Task brief:
Rewrite the items below with each "rough mask" changed to "coarse mask" and no other changes.

Records to use:
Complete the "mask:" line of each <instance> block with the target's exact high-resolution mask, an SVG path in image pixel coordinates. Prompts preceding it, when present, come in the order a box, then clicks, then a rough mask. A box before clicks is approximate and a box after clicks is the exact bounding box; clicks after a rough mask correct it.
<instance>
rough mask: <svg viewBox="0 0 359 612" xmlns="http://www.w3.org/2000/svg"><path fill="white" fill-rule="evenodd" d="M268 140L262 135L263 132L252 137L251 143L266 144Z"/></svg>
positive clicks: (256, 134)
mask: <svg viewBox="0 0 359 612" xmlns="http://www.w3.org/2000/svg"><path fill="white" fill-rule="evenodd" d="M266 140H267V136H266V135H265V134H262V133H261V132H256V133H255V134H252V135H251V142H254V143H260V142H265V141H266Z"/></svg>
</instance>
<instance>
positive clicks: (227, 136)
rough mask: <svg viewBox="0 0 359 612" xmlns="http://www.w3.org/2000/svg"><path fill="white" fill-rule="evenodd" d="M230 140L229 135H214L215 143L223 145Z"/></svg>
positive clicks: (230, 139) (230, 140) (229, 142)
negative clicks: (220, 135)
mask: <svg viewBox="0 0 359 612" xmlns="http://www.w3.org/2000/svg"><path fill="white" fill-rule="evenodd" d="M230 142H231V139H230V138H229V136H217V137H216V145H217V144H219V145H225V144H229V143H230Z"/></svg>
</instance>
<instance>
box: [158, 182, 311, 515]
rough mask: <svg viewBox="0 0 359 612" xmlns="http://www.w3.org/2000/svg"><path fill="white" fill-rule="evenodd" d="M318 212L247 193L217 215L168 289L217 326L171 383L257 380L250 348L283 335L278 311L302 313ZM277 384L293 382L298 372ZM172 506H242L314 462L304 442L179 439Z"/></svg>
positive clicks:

Answer for this exercise:
Complete the "mask:" line of each <instance> block with the target's exact high-resolution mask, an SVG path in image pixel coordinates. Prompts preceding it, when present, come in the order a box, then clicks, then a coarse mask. A box before clicks is approximate and a box after clicks is the exact bounding box; clicks after a coarse mask correct it.
<instance>
coarse mask: <svg viewBox="0 0 359 612" xmlns="http://www.w3.org/2000/svg"><path fill="white" fill-rule="evenodd" d="M268 140L262 135L263 132L252 137L251 143L266 144Z"/></svg>
positive clicks: (256, 134)
mask: <svg viewBox="0 0 359 612" xmlns="http://www.w3.org/2000/svg"><path fill="white" fill-rule="evenodd" d="M266 140H267V136H266V135H265V134H262V133H261V132H256V133H255V134H252V135H251V142H254V143H260V142H265V141H266Z"/></svg>
</instance>
<instance>
positive clicks: (227, 136)
coarse mask: <svg viewBox="0 0 359 612" xmlns="http://www.w3.org/2000/svg"><path fill="white" fill-rule="evenodd" d="M230 140L229 135H214L215 143L223 145Z"/></svg>
positive clicks: (230, 139) (230, 140) (229, 142)
negative clicks: (220, 135)
mask: <svg viewBox="0 0 359 612" xmlns="http://www.w3.org/2000/svg"><path fill="white" fill-rule="evenodd" d="M230 142H231V139H230V138H229V136H217V137H216V145H217V144H219V145H225V144H229V143H230Z"/></svg>
</instance>
<instance>
box: [158, 182, 311, 515]
coarse mask: <svg viewBox="0 0 359 612" xmlns="http://www.w3.org/2000/svg"><path fill="white" fill-rule="evenodd" d="M318 212L247 193L217 215L168 289L217 326L171 383L257 380L250 348L283 335L278 311L302 313ZM277 384L293 382L298 372ZM172 506H242L314 462L304 442L179 439Z"/></svg>
positive clicks:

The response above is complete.